## Requirements
Could you give these lines again, swapping every "snug bounding box" for "tight bounding box" and leaving everything else as it is?

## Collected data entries
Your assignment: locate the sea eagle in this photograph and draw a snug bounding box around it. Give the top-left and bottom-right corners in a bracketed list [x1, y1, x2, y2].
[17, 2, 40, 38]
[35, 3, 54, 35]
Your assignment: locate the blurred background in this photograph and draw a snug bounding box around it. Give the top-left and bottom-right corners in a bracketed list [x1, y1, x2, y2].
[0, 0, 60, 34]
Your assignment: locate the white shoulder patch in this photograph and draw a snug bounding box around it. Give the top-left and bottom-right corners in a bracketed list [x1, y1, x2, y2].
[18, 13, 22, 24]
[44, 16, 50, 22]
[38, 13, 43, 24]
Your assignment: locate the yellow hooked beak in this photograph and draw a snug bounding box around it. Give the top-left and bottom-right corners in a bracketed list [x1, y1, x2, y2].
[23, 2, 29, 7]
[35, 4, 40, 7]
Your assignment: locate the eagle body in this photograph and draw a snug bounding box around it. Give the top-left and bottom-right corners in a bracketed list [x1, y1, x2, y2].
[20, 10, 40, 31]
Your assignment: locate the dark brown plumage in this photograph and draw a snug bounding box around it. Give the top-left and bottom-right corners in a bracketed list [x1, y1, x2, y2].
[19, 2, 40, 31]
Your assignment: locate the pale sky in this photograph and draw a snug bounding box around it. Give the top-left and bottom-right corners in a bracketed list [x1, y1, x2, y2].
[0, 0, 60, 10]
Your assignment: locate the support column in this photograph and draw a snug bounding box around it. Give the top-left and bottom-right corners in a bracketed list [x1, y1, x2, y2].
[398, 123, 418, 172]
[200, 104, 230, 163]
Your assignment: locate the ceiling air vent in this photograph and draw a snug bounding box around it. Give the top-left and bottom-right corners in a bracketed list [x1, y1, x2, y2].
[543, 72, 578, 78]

## Answer in full
Your assignment: locate the sea eagle in this photograph and draw a tight bounding box around it. Give the top-left and bottom-right corners in a bracketed list [x1, y1, x2, y2].
[17, 2, 40, 38]
[35, 3, 54, 35]
Your assignment: locate the blurred background in this photograph and draw a tight bounding box around it. Give the top-left and bottom-right corners in a bracketed list [x1, y1, x2, y2].
[0, 0, 60, 34]
Your assignment: locate the white shoulder patch in this photograph and draw a tight bounding box around it. Give the top-left and bottom-right corners in a bracketed list [x1, y1, x2, y2].
[18, 13, 22, 24]
[44, 16, 50, 22]
[38, 13, 43, 24]
Your assignment: locate the yellow hooked beak in this photograph and draw a tight bounding box around it. Give the top-left and bottom-right corners in a bracketed list [x1, y1, x2, y2].
[23, 2, 29, 7]
[35, 4, 40, 7]
Your assignment: locate the eagle body in this photograph and draw a tight bounding box around it. Give the top-left and bottom-right corners in a bracketed list [x1, y1, x2, y2].
[20, 10, 40, 31]
Your assignment: locate the dark brown plumage in this photograph and draw a tight bounding box around it. Give the top-left and bottom-right corners in a bracketed list [x1, y1, x2, y2].
[19, 2, 40, 31]
Your assignment: locate the pale sky in this photograph and draw a tight bounding box around it. Give the top-left and bottom-right corners in a bracketed list [x1, y1, x2, y2].
[0, 0, 60, 10]
Your assignment: locate the support column in this photograph and draw a tight bounding box around it. Give the top-left and bottom-right corners in a bracketed list [x1, y1, x2, y2].
[398, 123, 418, 172]
[200, 104, 230, 163]
Your assignment: locate the ceiling air vent in this photograph and draw a tight bounding box around it. Give the top-left and bottom-right corners in a bracketed list [x1, y1, x2, y2].
[543, 72, 578, 78]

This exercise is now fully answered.